*** Opening of Document passage ***

MEMORANDUM OPINION
GARRETT, Presiding Judge:Daniel Lee Bledsoe (Driver), by and through his Guardians, Gary Bledsoe and Danna Minnick, filed an action to recover for damages due to bodily injuries suffered when his automobile collided with a train. F.A. Truster was the engineer and the train was owned by Missouri Pacific Railroad Company (collectively Railroad). Driver alleged in his petition that the collision and his resultant injuries were a direct and proximate result of negligence on the part of Railroad. The petition contained a prayer for damages in excess of Five Million Dollars ($5,000,000.00).
Railroad answered and denied Driver’s allegation of negligence. As a defense, Railroad alleged the accident to have been caused by: (1) the negligence of Driver; (2) the negligence of Traci Foster, a passenger in Driver’s automobile; and, (3) the negligence of Tera Foster, a Passenger in Driver’s automobile. Tera Foster was killed in the collision. Neither Traci Foster nor the Personal Representative of Tera Foster are parties to this appeal.
The matter was set for jury trial which was held, and resulted in a verdict for Railroad. Driver moved for a new trial on the grounds that: (1) there was an irregularity in the proceedings of the trial which prevented him from having a fair trial; (2) that there was jury misconduct that prevented him from having a fair trial; (3) that the verdict was not sustained by sufficient evidence and therefore contrary to law; and, (4) that an error of law occurred at the trial prejudicing his rights. Railroad responded to the motion and a hearing was held on the matter. At the hearing, a juror testified that during a recess when all jurors were present, a discussion occurred that the reason a deposition of Traci Foster was not allowed to be heard by the jury was because of testimony by Traci Foster that Driver had attempted to outrun the train at the time of the collision. The juror also testified that the jurors conjectured about the placement of lights at the intersection since the accident.

*** Close of Document passage ***

> _Assignment a_: Reproduce the records verbatim from their beginning through the line containing "box: [65, 61, 390, 217]", inclusive.

*** Opening of Records ***

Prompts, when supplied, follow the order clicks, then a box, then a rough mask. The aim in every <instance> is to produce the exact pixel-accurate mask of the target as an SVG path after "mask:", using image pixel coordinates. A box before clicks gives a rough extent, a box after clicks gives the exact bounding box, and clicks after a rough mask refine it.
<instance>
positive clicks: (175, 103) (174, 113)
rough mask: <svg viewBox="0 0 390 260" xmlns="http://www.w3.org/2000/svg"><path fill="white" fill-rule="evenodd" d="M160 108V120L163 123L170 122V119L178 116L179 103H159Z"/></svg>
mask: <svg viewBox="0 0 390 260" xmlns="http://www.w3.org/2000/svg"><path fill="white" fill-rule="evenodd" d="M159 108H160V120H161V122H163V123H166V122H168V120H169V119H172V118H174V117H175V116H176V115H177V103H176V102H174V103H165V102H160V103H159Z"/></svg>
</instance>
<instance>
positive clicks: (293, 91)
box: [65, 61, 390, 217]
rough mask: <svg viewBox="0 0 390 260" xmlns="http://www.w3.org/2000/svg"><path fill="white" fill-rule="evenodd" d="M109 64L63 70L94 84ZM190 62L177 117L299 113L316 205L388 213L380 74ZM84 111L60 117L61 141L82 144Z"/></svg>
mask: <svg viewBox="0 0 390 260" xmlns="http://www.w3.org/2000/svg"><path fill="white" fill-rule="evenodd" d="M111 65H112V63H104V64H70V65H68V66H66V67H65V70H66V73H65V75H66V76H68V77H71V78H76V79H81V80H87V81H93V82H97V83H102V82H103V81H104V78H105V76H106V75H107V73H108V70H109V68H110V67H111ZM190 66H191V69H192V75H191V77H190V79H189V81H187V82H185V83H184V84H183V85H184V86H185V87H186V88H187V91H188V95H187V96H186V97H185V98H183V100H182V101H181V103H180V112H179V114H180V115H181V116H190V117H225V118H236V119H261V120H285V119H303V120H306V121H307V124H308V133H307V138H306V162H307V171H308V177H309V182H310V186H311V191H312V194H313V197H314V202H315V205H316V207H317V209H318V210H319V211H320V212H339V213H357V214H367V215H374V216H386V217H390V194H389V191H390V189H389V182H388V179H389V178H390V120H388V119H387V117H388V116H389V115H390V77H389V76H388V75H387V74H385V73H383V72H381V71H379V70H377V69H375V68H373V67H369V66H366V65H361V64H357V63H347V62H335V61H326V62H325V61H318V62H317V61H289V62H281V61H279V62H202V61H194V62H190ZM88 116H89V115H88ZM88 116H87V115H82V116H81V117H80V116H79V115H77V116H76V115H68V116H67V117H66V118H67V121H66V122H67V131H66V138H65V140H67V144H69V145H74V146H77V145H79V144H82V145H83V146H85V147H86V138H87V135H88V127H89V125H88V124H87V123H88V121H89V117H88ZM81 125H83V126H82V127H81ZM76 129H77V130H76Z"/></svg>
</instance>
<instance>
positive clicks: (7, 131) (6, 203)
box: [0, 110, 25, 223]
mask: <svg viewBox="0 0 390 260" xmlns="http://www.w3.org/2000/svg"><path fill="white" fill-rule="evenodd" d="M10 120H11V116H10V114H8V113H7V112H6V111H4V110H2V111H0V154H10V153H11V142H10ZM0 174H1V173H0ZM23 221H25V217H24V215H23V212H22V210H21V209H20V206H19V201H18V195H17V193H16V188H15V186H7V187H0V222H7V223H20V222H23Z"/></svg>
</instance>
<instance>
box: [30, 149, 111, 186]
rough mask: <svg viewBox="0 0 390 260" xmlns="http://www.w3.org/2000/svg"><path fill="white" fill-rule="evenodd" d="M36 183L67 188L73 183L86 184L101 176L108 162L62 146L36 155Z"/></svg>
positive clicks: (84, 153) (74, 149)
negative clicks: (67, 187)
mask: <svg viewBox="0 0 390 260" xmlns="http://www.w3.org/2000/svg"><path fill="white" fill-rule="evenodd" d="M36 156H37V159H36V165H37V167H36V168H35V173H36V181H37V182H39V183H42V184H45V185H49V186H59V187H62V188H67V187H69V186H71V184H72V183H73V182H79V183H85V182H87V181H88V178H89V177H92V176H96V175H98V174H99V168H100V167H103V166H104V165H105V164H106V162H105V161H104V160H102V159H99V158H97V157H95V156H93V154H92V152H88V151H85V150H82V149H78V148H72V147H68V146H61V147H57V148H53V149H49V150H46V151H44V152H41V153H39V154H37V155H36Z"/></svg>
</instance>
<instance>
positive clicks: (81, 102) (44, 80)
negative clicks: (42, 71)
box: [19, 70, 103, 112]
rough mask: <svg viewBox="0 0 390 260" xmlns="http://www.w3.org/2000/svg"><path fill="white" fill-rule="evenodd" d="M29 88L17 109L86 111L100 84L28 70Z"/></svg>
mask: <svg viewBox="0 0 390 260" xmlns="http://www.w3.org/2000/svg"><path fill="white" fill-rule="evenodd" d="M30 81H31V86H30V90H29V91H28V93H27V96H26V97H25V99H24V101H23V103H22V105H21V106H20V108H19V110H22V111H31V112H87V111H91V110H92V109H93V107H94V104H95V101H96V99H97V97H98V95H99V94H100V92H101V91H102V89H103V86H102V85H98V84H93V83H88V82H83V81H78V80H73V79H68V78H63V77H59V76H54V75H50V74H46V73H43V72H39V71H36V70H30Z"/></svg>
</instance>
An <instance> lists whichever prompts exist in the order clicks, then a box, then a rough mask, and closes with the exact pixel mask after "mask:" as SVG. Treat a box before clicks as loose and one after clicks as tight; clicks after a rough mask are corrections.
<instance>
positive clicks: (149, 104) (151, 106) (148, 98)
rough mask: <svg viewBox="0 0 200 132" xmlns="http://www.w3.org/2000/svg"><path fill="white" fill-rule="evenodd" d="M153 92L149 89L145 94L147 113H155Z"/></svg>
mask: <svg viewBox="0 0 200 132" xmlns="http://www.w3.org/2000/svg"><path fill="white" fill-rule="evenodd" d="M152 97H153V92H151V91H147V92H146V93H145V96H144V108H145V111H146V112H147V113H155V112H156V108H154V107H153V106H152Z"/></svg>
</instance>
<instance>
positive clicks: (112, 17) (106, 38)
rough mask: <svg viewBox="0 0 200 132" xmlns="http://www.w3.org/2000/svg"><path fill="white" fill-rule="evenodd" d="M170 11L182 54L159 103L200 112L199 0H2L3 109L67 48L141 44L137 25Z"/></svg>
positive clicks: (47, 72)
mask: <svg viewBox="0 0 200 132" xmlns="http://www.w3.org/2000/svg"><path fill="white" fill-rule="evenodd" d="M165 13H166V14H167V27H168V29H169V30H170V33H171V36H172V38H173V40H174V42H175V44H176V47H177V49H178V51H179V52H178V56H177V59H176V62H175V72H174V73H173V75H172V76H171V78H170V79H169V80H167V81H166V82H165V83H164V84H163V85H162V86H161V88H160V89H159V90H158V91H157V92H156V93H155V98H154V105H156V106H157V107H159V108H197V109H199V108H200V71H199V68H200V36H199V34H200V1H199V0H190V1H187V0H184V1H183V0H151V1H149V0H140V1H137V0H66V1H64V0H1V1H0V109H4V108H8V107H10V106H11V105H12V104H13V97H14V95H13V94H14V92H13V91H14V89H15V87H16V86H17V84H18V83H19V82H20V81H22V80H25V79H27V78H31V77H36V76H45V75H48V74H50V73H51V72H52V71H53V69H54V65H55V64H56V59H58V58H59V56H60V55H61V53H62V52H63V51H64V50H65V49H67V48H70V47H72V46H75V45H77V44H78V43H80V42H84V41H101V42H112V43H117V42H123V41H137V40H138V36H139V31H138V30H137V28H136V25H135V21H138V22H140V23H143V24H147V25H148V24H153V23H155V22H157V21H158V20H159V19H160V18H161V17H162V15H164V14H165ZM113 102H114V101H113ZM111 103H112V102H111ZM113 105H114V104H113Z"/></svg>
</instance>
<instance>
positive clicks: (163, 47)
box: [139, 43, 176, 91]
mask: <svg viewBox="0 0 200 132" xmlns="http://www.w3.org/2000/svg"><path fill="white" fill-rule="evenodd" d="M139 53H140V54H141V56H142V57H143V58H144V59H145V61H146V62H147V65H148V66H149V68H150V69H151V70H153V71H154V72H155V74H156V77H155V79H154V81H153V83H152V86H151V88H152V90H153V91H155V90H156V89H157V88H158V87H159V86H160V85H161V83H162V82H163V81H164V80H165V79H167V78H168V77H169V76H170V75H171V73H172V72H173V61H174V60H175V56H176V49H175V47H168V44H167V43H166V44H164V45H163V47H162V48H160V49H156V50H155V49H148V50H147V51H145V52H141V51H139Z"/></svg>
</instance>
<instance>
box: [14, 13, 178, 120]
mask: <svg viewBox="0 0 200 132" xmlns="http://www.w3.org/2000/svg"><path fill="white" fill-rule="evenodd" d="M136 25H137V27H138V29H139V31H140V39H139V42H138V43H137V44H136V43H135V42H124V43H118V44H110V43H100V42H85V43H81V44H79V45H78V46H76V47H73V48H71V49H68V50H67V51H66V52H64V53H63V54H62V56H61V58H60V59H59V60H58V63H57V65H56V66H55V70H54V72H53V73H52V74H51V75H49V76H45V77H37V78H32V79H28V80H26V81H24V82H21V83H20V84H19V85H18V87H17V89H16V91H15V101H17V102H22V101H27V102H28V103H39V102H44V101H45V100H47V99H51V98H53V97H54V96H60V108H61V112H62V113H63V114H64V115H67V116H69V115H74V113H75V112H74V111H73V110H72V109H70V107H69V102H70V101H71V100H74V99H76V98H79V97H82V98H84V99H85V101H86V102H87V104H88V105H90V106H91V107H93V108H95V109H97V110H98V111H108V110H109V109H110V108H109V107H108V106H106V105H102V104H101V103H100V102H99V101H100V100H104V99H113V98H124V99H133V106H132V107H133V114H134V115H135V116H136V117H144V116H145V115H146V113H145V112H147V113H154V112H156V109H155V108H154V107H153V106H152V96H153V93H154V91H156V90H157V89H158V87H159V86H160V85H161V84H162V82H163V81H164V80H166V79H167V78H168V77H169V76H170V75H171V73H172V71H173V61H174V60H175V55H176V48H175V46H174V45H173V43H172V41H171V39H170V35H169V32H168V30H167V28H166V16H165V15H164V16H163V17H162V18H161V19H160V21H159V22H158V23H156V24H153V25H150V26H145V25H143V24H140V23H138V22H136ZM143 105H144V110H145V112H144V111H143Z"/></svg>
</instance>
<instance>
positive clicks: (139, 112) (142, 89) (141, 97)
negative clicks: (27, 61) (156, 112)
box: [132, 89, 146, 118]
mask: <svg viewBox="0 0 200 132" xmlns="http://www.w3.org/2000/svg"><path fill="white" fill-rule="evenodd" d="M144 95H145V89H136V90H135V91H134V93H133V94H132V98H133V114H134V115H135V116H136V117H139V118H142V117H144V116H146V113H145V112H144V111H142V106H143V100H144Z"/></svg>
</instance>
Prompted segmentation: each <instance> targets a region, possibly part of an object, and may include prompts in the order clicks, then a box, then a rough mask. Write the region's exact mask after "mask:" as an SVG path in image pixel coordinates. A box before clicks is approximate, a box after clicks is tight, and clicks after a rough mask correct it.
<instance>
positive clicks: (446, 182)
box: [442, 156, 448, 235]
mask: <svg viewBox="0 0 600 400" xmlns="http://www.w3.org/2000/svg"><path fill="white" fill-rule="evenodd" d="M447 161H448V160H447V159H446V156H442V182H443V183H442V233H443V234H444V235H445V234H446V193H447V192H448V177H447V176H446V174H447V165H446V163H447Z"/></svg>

*** Close of Records ***

> _Assignment b_: In the memorandum opinion, on what grounds did Driver seek a new trial after the jury returned a verdict for Railroad?

> _Task output a_:
Prompts, when supplied, follow the order clicks, then a box, then a rough mask. The aim in every <instance> is to produce the exact pixel-accurate mask of the target as an SVG path after "mask:", using image pixel coordinates. A box before clicks gives a rough extent, a box after clicks gives the exact bounding box, and clicks after a rough mask refine it.
<instance>
positive clicks: (175, 103) (174, 113)
rough mask: <svg viewBox="0 0 390 260" xmlns="http://www.w3.org/2000/svg"><path fill="white" fill-rule="evenodd" d="M160 108V120L163 123L170 122V119L178 116L179 103H159Z"/></svg>
mask: <svg viewBox="0 0 390 260" xmlns="http://www.w3.org/2000/svg"><path fill="white" fill-rule="evenodd" d="M159 108H160V120H161V122H163V123H166V122H168V120H169V119H172V118H174V117H175V116H176V115H177V103H176V102H174V103H165V102H160V103H159Z"/></svg>
</instance>
<instance>
positive clicks: (293, 91)
box: [65, 61, 390, 217]

> _Task output b_: Driver claimed an irregularity in the trial proceedings and jury misconduct, each of which denied him a fair trial. He also argued that the verdict was not supported by sufficient evidence and was therefore contrary to law, and that an error of law at trial prejudiced his rights.